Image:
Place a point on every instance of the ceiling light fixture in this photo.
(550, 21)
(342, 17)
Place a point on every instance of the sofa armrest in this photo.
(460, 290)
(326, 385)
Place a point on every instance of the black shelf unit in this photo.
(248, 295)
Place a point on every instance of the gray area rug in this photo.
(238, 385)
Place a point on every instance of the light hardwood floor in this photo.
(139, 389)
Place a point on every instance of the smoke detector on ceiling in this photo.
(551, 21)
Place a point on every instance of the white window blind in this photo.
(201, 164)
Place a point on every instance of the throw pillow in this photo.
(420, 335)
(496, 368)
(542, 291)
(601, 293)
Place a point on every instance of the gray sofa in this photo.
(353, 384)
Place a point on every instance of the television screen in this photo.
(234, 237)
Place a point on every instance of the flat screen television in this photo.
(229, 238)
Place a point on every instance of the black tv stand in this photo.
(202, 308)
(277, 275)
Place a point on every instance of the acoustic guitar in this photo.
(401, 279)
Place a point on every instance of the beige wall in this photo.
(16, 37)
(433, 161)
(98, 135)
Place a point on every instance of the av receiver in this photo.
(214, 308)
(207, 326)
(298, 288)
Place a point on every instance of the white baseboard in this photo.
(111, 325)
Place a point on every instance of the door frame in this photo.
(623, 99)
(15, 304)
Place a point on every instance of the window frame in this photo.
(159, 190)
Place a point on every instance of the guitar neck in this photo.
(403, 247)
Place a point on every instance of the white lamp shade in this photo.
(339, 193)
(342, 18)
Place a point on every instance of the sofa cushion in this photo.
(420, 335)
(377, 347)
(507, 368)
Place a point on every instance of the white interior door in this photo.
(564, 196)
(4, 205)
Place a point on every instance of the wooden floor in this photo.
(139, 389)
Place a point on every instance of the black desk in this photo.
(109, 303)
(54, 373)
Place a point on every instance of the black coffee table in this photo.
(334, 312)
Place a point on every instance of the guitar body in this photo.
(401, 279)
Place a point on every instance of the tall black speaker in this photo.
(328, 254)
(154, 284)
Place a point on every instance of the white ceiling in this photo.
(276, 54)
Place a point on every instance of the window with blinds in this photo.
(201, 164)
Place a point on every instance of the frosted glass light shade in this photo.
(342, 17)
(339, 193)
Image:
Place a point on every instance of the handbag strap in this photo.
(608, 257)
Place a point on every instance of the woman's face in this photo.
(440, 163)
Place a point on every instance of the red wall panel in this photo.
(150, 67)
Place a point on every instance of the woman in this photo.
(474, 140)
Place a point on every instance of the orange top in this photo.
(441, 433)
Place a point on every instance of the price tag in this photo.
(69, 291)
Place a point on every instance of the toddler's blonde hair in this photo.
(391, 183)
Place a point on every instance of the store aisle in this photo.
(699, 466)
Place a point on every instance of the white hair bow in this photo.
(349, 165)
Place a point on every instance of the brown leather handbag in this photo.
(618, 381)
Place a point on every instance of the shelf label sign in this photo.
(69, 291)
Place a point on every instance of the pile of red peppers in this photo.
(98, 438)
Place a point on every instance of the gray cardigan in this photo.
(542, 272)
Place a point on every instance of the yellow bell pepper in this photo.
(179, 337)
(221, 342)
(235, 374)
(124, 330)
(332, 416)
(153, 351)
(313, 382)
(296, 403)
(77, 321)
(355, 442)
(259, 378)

ASSIGNED TASK:
Reply with every line of the material above, unaltered.

SOLUTION:
Image:
Place a point on every instance of the ceiling light fixture in this photo.
(550, 21)
(342, 17)
Place a point on every instance of the sofa armrest in this photo.
(460, 290)
(326, 385)
Place a point on every instance of the black shelf unit in this photo.
(248, 295)
Place a point on every instance of the gray area rug in this photo.
(238, 385)
Place a point on every instance of the light hardwood floor in this photo.
(139, 389)
Place a point on every instance of the smoke detector on ceiling in this photo.
(551, 21)
Place a point on every instance of the white window blind in this photo.
(201, 164)
Place a point on every instance of the throw pillow in this photo.
(420, 335)
(496, 368)
(542, 291)
(601, 293)
Place a point on every instance of the gray sofa in this photo.
(353, 384)
Place a point on every instance of the television screen in this photo.
(234, 237)
Place a point on every instance of the flat screen television in this photo.
(229, 238)
Place a point on every instance of the black tv stand in this photo.
(202, 308)
(277, 275)
Place a point on every instance of the acoustic guitar in this photo.
(401, 279)
Place a point on every instance of the beige wall in this photo.
(16, 37)
(433, 161)
(98, 135)
Place a point on every instance of the av receiver in this photo.
(214, 308)
(207, 326)
(298, 288)
Place a point on every instance of the white baseboard in this photo.
(111, 325)
Place a point on every instance of the door frame in this photo.
(623, 99)
(15, 304)
Place a point on every instance of the window frame in this photo.
(159, 190)
Place a point on every instance of the guitar neck in this photo.
(403, 247)
Place a point on every instance of the white lamp shade in this photo.
(339, 193)
(342, 18)
Place a point on every instance of the sofa cushion in this photo.
(420, 335)
(377, 347)
(507, 368)
Place a point on every instance of the white interior door in this photo.
(564, 196)
(4, 205)
Place a point on every instance of the wooden floor in this photo.
(139, 389)
Place a point on every instance of the black desk in this photo.
(109, 303)
(54, 373)
Place a point on every instance of the black coffee table in this photo.
(334, 312)
Place a point on every instance of the guitar body in this photo.
(401, 279)
Place a point on every instance of the tall black speaker in this photo.
(328, 254)
(154, 284)
Place a point on every instance of the white ceiling in this photo.
(276, 54)
Place a point on every instance of the window with blinds in this photo.
(201, 164)
Place a point on every instance of the frosted glass light shade in this photo.
(342, 17)
(339, 193)
Image:
Place a point on every instance of the handbag strap in this photo.
(608, 257)
Place a point on every instance of the woman's face in this photo.
(440, 163)
Place a point on every instance of the red wall panel in this photo.
(150, 67)
Place a point on every instance of the woman in this photo.
(474, 140)
Place a point on every instance of the orange top in this photo.
(441, 433)
Place a point on every instance of the price tag in this photo.
(69, 291)
Place a point on every instance of the toddler's blonde hair in this photo.
(391, 183)
Place a point on every instance of the store aisle in this photo.
(699, 466)
Place a point on every instance of the white hair bow in this photo.
(349, 165)
Place a point on every instance of the brown leather handbag in this photo.
(618, 381)
Place a point on every instance of the shelf label sign in this photo.
(69, 291)
Place a point on every instance of the pile of red peppers in this photo.
(98, 438)
Place a point on every instance of the gray cardigan in this photo.
(542, 272)
Place a point on every instance of the yellow bell pepper in this photo.
(179, 337)
(221, 342)
(235, 374)
(124, 330)
(332, 416)
(153, 351)
(313, 382)
(296, 403)
(77, 321)
(355, 442)
(259, 378)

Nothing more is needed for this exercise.